--- START Input records ---

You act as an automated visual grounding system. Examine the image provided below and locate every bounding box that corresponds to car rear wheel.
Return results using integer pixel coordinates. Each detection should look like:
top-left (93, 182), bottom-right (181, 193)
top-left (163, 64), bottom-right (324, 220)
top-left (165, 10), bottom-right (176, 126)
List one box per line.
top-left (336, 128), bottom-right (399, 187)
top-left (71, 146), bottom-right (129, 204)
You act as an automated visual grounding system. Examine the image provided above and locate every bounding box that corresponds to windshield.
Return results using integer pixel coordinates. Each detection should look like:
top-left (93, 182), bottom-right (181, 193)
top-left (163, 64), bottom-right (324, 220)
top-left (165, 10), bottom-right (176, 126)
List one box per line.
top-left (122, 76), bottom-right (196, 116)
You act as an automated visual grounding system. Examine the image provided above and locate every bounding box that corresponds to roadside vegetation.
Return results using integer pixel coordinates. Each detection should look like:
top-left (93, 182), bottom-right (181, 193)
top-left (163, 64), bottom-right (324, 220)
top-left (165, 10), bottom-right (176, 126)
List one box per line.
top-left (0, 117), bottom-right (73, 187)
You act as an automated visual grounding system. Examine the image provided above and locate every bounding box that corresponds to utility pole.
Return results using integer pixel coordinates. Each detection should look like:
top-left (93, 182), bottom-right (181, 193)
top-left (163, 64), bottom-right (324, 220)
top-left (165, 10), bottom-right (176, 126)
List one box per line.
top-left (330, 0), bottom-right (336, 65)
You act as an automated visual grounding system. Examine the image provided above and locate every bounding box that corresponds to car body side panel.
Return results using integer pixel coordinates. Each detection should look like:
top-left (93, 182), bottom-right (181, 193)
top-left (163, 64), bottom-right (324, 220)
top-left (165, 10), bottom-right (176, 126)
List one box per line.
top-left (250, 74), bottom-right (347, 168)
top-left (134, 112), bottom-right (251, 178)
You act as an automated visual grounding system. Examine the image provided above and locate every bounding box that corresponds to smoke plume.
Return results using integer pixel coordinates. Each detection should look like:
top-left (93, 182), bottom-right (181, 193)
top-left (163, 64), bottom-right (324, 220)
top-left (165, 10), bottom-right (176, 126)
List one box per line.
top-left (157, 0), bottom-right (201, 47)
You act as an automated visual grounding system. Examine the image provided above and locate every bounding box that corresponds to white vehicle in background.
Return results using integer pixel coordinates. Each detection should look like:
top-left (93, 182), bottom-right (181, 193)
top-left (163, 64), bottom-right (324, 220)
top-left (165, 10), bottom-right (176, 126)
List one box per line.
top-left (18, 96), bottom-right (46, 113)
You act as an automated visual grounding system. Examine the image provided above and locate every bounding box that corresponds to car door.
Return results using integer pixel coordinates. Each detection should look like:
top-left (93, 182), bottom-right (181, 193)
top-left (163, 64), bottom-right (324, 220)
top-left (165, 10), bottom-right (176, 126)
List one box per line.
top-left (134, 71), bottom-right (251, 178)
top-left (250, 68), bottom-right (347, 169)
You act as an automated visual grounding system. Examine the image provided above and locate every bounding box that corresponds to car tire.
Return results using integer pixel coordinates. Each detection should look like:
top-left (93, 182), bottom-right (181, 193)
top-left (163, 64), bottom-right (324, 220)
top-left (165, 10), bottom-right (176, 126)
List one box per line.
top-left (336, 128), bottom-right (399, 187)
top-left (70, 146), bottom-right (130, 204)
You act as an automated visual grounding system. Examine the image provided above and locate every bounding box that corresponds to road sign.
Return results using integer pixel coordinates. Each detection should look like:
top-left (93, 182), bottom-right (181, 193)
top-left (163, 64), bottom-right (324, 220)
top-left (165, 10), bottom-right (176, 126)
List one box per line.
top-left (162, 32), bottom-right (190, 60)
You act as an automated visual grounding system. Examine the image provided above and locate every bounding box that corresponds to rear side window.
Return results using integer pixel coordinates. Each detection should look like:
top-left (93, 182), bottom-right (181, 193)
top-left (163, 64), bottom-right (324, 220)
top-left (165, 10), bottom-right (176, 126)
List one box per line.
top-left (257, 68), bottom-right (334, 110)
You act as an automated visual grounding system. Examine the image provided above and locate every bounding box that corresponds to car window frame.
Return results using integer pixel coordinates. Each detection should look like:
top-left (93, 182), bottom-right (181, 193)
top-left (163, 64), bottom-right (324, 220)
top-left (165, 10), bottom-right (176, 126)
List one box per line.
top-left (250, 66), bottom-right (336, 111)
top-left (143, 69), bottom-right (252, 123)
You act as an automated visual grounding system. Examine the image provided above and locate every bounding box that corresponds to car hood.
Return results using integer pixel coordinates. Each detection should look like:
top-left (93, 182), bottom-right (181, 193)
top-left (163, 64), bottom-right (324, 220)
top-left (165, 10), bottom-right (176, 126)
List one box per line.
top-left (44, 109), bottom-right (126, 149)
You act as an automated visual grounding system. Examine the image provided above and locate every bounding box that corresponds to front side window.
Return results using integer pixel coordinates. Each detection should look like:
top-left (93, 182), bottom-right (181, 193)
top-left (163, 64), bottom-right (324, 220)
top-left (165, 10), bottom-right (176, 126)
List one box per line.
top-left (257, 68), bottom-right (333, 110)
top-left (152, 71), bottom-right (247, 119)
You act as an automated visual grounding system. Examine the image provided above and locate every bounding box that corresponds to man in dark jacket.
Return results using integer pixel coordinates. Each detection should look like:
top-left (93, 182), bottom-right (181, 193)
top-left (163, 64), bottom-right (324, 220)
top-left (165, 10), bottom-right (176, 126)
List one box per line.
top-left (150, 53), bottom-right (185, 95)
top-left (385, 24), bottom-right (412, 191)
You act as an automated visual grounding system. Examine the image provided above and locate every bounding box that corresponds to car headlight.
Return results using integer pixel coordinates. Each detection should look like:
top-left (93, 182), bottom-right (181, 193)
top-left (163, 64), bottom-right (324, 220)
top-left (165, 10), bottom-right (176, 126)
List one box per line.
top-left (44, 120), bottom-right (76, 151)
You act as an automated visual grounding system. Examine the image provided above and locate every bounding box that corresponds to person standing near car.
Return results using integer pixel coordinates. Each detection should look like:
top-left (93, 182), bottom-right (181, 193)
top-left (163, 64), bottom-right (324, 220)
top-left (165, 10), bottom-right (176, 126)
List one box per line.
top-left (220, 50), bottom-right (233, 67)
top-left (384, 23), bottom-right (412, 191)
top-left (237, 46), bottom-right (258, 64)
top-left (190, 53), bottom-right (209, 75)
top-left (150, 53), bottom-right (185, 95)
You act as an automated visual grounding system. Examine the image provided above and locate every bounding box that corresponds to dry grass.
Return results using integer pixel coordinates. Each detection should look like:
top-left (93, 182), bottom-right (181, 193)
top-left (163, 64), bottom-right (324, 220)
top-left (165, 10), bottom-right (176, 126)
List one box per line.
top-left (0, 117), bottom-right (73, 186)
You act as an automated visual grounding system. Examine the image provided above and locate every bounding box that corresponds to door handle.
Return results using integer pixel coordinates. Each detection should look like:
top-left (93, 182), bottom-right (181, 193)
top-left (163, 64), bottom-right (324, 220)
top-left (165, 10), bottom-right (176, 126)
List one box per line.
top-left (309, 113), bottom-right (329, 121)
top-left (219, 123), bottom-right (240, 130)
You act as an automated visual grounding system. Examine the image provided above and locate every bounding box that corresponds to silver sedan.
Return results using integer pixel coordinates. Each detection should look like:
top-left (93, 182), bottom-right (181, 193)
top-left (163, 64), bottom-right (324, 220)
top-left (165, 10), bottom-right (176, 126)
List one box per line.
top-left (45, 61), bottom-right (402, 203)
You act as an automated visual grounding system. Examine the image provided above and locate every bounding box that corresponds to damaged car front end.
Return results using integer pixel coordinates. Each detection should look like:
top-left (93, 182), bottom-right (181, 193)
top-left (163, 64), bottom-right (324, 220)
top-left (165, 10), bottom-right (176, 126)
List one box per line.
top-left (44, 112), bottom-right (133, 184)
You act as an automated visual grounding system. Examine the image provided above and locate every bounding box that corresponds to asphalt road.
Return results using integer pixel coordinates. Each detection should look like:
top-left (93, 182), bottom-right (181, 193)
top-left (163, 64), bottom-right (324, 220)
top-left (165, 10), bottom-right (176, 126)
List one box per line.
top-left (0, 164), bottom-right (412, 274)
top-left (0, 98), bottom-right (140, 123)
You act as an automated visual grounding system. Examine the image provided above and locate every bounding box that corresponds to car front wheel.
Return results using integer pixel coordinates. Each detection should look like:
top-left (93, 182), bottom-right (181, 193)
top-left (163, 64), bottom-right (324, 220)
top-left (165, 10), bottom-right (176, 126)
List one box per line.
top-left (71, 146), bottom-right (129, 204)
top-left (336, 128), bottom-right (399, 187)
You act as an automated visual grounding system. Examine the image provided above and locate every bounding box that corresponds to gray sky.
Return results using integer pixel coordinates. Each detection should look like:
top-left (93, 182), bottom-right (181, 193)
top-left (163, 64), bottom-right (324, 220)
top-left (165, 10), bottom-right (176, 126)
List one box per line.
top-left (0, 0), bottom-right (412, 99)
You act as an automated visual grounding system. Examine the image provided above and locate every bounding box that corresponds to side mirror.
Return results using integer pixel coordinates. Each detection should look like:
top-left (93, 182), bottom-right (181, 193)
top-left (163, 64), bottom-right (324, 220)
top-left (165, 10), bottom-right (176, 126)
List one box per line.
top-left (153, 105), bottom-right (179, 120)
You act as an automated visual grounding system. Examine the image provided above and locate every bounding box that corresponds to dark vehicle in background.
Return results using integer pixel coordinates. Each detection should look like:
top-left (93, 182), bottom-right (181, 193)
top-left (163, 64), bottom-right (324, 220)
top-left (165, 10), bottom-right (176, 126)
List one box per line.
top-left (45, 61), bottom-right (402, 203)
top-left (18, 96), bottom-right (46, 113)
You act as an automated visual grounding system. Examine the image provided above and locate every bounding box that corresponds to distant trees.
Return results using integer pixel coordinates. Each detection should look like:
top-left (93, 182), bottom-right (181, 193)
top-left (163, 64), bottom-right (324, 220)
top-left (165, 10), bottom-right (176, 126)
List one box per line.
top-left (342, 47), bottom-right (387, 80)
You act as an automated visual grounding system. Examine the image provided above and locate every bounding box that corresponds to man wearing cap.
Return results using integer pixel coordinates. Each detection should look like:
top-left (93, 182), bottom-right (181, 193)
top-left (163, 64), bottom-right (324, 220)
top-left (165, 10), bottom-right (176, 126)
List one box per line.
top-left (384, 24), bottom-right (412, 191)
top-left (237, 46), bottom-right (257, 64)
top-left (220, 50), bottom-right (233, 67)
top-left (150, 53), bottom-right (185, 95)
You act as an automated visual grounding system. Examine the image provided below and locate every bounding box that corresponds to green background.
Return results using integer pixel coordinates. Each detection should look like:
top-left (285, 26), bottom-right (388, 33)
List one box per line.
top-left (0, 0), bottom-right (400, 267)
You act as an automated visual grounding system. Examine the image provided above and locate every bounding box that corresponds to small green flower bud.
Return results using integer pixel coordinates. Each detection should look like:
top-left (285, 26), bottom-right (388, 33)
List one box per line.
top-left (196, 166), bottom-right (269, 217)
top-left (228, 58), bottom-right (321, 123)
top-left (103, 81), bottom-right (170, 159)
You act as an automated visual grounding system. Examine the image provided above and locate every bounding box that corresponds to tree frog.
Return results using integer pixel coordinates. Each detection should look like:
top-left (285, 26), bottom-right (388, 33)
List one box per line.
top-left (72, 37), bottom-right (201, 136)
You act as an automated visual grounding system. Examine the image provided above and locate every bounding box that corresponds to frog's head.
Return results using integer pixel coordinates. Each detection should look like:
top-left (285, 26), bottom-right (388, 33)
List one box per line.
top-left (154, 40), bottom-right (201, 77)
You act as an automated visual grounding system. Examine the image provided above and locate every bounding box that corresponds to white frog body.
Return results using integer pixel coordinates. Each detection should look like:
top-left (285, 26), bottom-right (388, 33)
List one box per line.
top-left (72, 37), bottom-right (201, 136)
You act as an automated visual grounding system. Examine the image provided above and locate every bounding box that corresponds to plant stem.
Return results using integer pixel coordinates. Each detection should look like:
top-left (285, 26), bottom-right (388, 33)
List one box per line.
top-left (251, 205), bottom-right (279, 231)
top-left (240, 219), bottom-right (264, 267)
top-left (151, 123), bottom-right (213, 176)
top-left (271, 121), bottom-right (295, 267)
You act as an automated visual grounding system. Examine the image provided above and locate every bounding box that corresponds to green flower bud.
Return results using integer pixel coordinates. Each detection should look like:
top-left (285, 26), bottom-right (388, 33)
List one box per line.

--- END Input records ---

* Goal *
Output the records above, from the line containing "car front wheel." through the line containing "top-left (0, 0), bottom-right (412, 99)", as a two-column CSV with the header input,output. Give one row per record, with its text under input and its answer under output, each in a single quoted field with line breaks replaced by spaces.

* The result *
input,output
"You act as an automated visual grounding system. Examine the image provided above and locate every bounding box that corresponds to car front wheel. Return results using integer pixel coordinates. Each detection should look like: top-left (93, 182), bottom-right (181, 193) top-left (163, 64), bottom-right (324, 220) top-left (165, 10), bottom-right (176, 126) List one box per line.","top-left (71, 146), bottom-right (129, 204) top-left (336, 128), bottom-right (399, 187)"
"You act as an automated visual grounding system. Examine the image provided above and locate every bounding box that corresponds to gray sky. Return results using integer pixel coordinates. Each detection should look like: top-left (93, 182), bottom-right (181, 193) top-left (163, 64), bottom-right (324, 220) top-left (165, 10), bottom-right (176, 126) List one box per line.","top-left (0, 0), bottom-right (412, 99)"